--- Begin SELECTED TEXT ---

1.3.3. Recommendations
Charging jobs to an account is new for the UCI community. Like any policy, it can be two-edged. A large fraction of users should be able to run allocated jobs and never see the limits of their accounts. However, users who are accessing a very large number of free cores are likely to have some of their free jobs preempted (killed).
Get the most from your allocation:
-
Look at your past jobs and see how much CPU resource was used. Don’t request more than needed.
-
Prioritize your own work. Test and low-priority jobs can go to free. Others should be allocated.
-
Understand that free "comes with no guarantees". Your free job can be killed at anytime.
1.3.4. Quota Enforcement
When HPC3 users exceed their disk space or CPUs quota allocations the following will happen:
-
users will not be able to submit new jobs
-
running jobs will fail
Please check the available disk space and CPU hours in your Slurm account regularly. Delete or archive data as needed.
2. Quick Start
2.1. Example Scripts
We provide the numerous EXAMPLES that show in depth how to run array jobs, request GPUs, CPUs, and memory for a variety of different job types and common applications. The scripts can be downloaded from this directory.
There are a few methods to submit your jobs to Slurm: batch, interactive, and running jobs immediately. The sections below show a few common submission details.
2.2. Batch Job
A batch job is run at sometime in the future by the scheduler.
Submitting batch jobs to Slurm is accomplished through the sbatch
command
and the job description is provided by the submit script.
An example job description is shown below:
#!/bin/bash
#SBATCH --job-name=test ## Name of the job.
#SBATCH -A panteater_lab ## account to charge (1)
#SBATCH -p standard ## partition/queue name
#SBATCH --nodes=1 ## (-N) number of nodes to use
#SBATCH --ntasks=1 ## (-n) number of tasks to launch
#SBATCH --cpus-per-task=1 ## number of cores the job needs
#SBATCH --error=slurm-%J.err ## error log file
# Run command hostname and save output to the file out.txt
hostname > out.txt
To submit a job on HPC3, login and using your favorite editor create simplejob.sub file with the contents shown above.
1 | Edit the Slurm account to charge for the job to either your personal account or lab account. Your personal account is the same as your UCINetID. |
To submit the job do:
[user@login-x:~]$ sbatch simplejob.sub Submitted batch job 362
When the job has been submitted, Slurm returns a job ID that will be used to reference the job in Slurm user log files and Slurm job reports. After the job is finished look at the file out.txt to see the name of the compute node that ran the job.
2.3. Job Status
To check the status of your job in the queue:
[user@login-x:~]$ squeue -u panteater JOBID PARTITION NAME USER ST TIME NODES NODELIST(REASON) 362 standard test panteater R 0:03 1 hpc3-17-11
To get detailed info about the job:
[user@login-x:~]$ scontrol show job 382
The output will contain a list of key=value pairs that provide job information.

--- End SELECTED TEXT ---
--- Begin AVAILABLE DATA ---

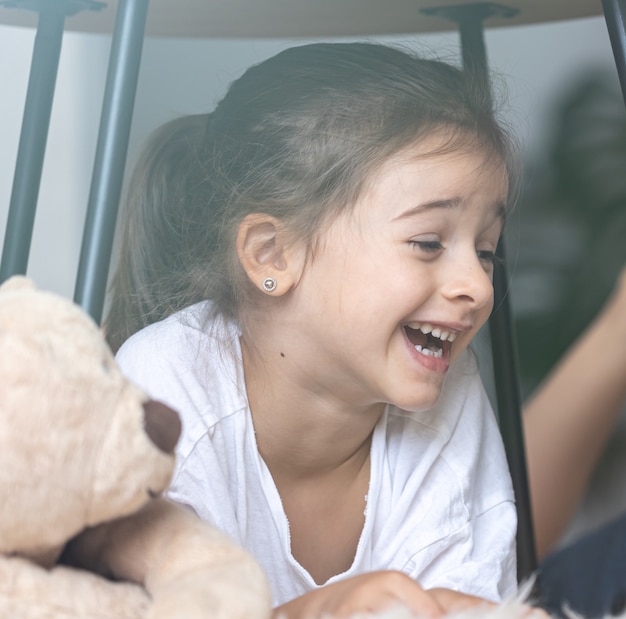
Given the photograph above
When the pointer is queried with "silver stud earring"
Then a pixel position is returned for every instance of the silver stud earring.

--- End AVAILABLE DATA ---

— EXERCISES —
• 1. In the HPC3 Slurm guide, what happens to running jobs when users exceed their disk space or CPU quota allocations?
• 2. Reproduce verbatim the part of the HPC3 Slurm guide that opens with the words containing "Submitting batch jobs" and closes with "of the job.".
• 3. Extend the HPC3 Slurm guide from the point where it stops.

— RESULTS OF THE TASKS —
• 1. Running jobs will fail.

• 2.
Submitting batch jobs to Slurm is accomplished through the sbatch
command
and the job description is provided by the submit script.
An example job description is shown below:
#!/bin/bash
#SBATCH --job-name=test ## Name of the job.

• 3.
AVOID using command watch to query the Slurm queue in a continuous loop as shown in:
|
[user@login-x:~]$ watch -d squeue <...other arguments...>
This frequent querying of Slurm queue creates an unnecessary overhead
and affects many users. Instead, check your job output and use
mail notification for the job end or use the squeue
command
when you want to see an update.
2.4. Immediate job
The command srun
is used to run a job immediately and uses your console
for stdin / stdout / stderr (standard input/output/error) instead of redirecting
them to a file.
Srun submits jobs for immediate execution but it does not bypass scheduler priority. If your job cannot run immediately, you will wait until Slurm can schedule your request.
The main difference between srun and sbatch:
-
srun is interactive and blocking. Srun is quite useful in the debug or free queues. Srun is often used to create job steps in sbatch scripts or to run interactive jobs.
-
sbatch is batch processing and non-blocking. Sbatch can do everything srun can and more.
2.5. Interactive Job
To request an interactive shell, use the salloc
command. For example, a user
panteater can use one of the following to submit a job to a standard
partition:
[user@login-x:~]$ salloc srun --pty /bin/bash -i (1) [user@login-x:~]$ salloc -A PI_LAB --ntasks=4 srun --pty /bin/bash -i (2)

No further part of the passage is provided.